> PROBLEM REQUIREMENTS
Update the records starting at the line containing "For the mapping pass, tag each instance of the tram stop" and ending at the line containing "Use the photo below." by replacing "platform" with "shelter". Reproduce only those lines, with everything else left unchanged.

[Labeled-object pointing records]
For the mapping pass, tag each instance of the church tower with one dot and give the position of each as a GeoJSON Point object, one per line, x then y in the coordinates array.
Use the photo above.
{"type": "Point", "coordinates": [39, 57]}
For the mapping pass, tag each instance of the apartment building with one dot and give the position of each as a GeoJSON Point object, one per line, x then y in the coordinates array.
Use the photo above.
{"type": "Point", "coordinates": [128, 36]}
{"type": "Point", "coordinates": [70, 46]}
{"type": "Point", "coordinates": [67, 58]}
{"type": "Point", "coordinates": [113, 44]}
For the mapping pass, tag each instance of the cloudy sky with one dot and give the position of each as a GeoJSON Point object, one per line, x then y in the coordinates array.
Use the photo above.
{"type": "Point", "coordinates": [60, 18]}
...
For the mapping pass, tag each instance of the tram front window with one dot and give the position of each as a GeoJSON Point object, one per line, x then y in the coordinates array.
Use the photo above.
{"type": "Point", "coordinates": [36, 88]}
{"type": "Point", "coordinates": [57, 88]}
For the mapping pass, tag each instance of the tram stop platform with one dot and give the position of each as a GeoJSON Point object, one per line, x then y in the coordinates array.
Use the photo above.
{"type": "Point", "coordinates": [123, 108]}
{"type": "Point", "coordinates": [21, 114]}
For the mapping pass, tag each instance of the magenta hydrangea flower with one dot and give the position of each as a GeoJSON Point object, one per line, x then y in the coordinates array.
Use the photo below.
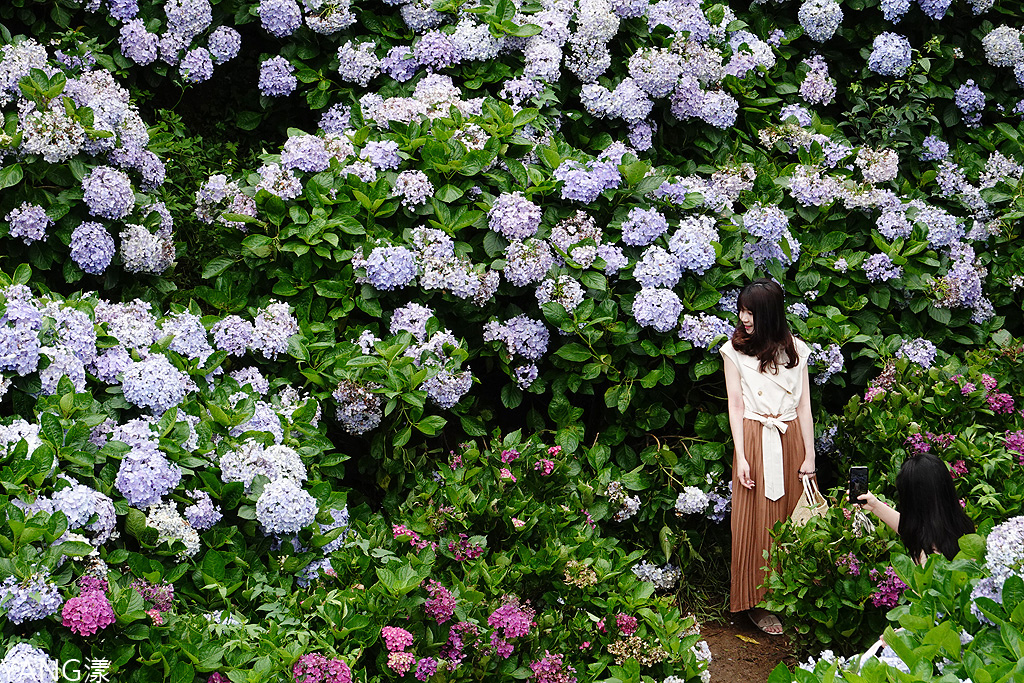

> RESPONSE
For the mapping pass, tag each instance of the tram stop shelter with one dot and give the position of each as a GeoJSON Point object, one per line, x then y in the coordinates array.
Use the photo above.
{"type": "Point", "coordinates": [123, 108]}
{"type": "Point", "coordinates": [21, 114]}
For the mapping pass, tag each instance of the magenta hydrangea flower with one dot and give the position of each as a GeoJSON Point object, one per line, x then y in the coordinates array.
Use the photo below.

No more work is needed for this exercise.